(Saved entries)

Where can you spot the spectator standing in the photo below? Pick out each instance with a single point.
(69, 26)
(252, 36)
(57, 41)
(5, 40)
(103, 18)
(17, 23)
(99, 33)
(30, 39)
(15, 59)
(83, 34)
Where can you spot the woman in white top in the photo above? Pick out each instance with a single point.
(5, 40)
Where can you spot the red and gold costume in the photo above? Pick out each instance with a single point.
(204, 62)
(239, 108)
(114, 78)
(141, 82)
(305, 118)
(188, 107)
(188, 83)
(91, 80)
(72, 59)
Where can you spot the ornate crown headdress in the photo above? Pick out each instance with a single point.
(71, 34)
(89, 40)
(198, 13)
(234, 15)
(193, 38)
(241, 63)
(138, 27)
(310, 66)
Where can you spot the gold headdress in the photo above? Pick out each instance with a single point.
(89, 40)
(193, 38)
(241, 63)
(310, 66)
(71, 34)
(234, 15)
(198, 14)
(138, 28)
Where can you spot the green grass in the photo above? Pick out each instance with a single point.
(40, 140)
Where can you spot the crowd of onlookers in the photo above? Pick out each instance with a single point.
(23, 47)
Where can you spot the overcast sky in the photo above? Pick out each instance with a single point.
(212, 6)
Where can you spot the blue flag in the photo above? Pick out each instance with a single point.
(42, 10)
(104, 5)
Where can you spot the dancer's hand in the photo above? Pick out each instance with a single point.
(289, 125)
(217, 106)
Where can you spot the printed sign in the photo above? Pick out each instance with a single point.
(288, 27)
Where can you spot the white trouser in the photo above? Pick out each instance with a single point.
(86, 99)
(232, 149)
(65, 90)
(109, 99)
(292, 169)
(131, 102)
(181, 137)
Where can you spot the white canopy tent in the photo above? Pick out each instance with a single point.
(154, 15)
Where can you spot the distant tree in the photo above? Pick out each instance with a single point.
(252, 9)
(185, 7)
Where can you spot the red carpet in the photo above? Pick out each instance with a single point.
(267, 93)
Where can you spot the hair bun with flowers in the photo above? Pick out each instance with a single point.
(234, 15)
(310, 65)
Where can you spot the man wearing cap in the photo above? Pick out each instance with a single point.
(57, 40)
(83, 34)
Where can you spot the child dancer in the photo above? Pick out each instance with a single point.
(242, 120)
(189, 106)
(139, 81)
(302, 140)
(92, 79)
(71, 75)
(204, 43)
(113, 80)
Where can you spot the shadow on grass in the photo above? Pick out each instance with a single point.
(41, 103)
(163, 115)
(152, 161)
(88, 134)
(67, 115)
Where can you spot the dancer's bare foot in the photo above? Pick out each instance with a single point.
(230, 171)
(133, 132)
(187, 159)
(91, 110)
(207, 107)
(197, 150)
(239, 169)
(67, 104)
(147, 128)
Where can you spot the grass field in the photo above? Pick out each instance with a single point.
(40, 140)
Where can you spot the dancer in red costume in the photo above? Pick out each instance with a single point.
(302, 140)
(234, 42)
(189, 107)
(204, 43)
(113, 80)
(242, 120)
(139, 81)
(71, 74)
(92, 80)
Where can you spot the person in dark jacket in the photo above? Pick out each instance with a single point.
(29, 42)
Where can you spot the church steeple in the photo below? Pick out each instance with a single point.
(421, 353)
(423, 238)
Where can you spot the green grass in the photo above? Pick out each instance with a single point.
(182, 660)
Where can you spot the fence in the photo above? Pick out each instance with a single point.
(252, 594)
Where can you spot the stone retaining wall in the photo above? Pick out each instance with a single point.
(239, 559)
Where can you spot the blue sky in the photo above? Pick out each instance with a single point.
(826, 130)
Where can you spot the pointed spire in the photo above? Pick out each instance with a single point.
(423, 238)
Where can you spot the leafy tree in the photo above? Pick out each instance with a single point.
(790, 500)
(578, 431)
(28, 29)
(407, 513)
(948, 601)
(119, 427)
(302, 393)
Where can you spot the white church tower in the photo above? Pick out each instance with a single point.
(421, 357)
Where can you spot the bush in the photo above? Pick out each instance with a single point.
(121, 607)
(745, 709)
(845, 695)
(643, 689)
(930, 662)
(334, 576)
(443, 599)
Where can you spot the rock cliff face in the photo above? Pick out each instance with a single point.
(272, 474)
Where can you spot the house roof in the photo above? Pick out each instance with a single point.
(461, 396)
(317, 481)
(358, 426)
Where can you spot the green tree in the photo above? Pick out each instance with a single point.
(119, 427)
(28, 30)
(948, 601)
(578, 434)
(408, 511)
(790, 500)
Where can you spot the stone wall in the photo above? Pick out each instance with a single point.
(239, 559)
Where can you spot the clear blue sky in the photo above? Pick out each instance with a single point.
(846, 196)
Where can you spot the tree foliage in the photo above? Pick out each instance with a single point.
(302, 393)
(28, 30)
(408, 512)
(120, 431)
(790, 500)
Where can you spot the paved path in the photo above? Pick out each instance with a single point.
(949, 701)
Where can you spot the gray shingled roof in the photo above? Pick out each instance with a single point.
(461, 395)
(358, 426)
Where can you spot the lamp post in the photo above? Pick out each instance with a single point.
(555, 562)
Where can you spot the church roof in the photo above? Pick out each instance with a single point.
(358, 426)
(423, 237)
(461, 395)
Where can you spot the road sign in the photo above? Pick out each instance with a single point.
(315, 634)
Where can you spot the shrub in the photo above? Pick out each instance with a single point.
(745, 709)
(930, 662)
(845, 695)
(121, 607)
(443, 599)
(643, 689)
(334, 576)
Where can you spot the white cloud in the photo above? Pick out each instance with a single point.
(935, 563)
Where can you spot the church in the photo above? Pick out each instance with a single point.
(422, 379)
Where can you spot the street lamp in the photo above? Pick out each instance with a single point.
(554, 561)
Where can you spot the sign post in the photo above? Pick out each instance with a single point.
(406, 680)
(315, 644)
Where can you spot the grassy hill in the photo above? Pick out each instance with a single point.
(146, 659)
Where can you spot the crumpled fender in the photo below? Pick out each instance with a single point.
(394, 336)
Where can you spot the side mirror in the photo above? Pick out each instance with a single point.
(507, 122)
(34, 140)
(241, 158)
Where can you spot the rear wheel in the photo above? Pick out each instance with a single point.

▶ Aim of the task
Starting with the line that contains "Where can you spot the side", return each line through the last one of the data above, exactly as written and nothing more.

▶ Output
Where can you spot the side mirror in the photo above? Pick out each instance with a single point.
(507, 122)
(34, 140)
(241, 158)
Where can you spot the rear wheel in the photo above? Pick out each instance with a single point.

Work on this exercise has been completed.